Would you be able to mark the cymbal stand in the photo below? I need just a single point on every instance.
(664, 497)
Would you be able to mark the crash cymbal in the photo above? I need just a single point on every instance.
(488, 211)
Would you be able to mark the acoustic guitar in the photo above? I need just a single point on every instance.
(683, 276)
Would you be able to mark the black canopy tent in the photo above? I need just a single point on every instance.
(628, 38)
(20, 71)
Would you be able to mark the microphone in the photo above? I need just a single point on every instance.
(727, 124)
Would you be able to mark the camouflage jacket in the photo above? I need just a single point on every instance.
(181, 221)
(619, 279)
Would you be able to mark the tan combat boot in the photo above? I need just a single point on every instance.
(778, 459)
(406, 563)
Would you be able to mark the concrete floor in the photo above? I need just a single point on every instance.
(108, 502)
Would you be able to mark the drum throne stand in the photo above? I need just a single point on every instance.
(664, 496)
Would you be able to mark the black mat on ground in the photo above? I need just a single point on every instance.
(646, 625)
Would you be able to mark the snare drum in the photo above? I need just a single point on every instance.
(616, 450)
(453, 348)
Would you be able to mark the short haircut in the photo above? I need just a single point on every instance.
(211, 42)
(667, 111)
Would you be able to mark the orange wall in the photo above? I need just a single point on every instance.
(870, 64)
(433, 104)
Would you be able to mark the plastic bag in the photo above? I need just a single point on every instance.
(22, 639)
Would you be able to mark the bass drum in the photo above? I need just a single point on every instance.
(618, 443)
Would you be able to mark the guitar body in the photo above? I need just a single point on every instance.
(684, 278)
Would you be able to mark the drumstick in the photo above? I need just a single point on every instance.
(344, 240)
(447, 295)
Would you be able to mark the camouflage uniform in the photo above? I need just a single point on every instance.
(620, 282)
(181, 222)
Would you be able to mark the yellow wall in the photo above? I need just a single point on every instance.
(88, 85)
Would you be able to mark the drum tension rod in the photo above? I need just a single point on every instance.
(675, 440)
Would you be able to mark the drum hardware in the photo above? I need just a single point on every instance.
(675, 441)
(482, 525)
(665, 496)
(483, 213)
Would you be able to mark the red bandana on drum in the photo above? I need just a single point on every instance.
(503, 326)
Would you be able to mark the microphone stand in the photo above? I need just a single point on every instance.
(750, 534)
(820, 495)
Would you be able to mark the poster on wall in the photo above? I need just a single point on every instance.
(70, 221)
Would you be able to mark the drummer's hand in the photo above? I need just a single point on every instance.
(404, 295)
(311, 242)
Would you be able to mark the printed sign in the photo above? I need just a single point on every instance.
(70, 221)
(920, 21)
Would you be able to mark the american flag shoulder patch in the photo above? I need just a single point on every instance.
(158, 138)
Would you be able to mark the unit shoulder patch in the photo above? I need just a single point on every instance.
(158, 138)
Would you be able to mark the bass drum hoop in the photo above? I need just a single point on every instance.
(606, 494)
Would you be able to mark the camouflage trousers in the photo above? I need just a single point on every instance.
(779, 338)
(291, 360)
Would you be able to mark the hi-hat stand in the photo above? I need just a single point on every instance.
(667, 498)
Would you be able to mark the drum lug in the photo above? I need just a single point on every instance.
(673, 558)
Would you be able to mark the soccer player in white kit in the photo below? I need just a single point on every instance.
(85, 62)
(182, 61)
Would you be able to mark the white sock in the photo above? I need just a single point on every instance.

------------------------------------------------------------------------

Reproduce the rows above verbatim.

Would you be able to mark the cymbal stand in the photo below? I need just a single point on every instance.
(664, 497)
Would you be able to mark the crash cymbal in the photo above? I need just a single point on every instance.
(488, 211)
Would you be able to mark the acoustic guitar in the photo above? I need just a single point on every instance.
(683, 276)
Would you be able to mark the black canopy tent in the photo above? I need just a single point on every instance.
(628, 38)
(20, 71)
Would you be able to mark the microphone in the photo above? I need just a single point on every instance.
(727, 124)
Would you be able to mark the camouflage jacket in the photo above? I need just a single point on every instance.
(181, 221)
(619, 279)
Would you be able to mark the tan combat boot in the photo above? I need just a single point on every instance.
(778, 459)
(406, 563)
Would you be able to mark the concrete floor in the photo above? I need just a single point on every instance.
(108, 502)
Would you be able to mark the drum throne stand in the photo above? I need just a single point on every instance.
(664, 496)
Would you be able to mark the black mat on ground in the photo above? I need just a single point on every instance.
(646, 625)
Would you be able to mark the snare drum in the photo above? I need just a single point on every instance.
(616, 450)
(453, 348)
Would you be able to mark the short haircut in the photo above? I need just a single point on every instance.
(211, 42)
(667, 111)
Would you be able to mark the orange wall in the photo above? I need just a single point on every instance.
(870, 64)
(433, 104)
Would you be able to mark the plastic bag in the photo above? I need just a single point on every instance.
(22, 639)
Would you be able to mark the bass drum in the photo above? I need just a single point on every instance.
(618, 443)
Would you be able to mark the guitar body in the photo above? I need just a single point on every instance.
(684, 278)
Would you be able to mark the drumstick in the photo above? I need just a single point on every instance.
(344, 240)
(447, 295)
Would you be able to mark the camouflage uniform in the photo above? I need just a single point on every instance.
(620, 282)
(181, 222)
Would you be able to mark the yellow wall in the photo above? I need just a single point on every instance.
(88, 85)
Would you be able to mark the drum tension rod in the photo above? I need just a single point on every instance.
(675, 440)
Would you be able to mark the drum hardware in the photo above? I need just a single point on every instance.
(675, 441)
(482, 525)
(665, 496)
(483, 213)
Would you be able to mark the red bandana on drum in the photo above? I need just a single point on every instance.
(503, 326)
Would you be able to mark the microphone stand in the photo above? I need just a single point on every instance.
(750, 534)
(820, 495)
Would you be able to mark the poster on wall in the photo above? I need just a single point on every instance.
(70, 221)
Would you be able to mark the drummer's hand in the photo above? I need just a single point on every instance.
(404, 295)
(311, 242)
Would you be able to mark the printed sign in the photo above? I need just a single point on every instance.
(70, 221)
(920, 21)
Would you be able to mark the american flag shoulder patch in the photo above? I need just a single point on every instance.
(158, 138)
Would you be able to mark the unit shoulder patch in the photo above? I need just a single point on every instance.
(158, 138)
Would you be able to mark the bass drum hoop in the photo above? I need just a single point on every instance.
(606, 494)
Would you be able to mark the camouflage trousers in the photo above? I need just a single point on every instance.
(779, 338)
(291, 360)
Would you be able to mark the hi-hat stand in the photo above? I need just a single point on every instance.
(667, 498)
Would you be able to mark the drum lug in the photo above? I need just a single point on every instance.
(673, 558)
Would you be able to mark the soccer player in white kit in the photo below? I need just a single point on every instance.
(85, 62)
(182, 61)
Would you be able to mark the white sock in the photo above? I need just a single point on every instance.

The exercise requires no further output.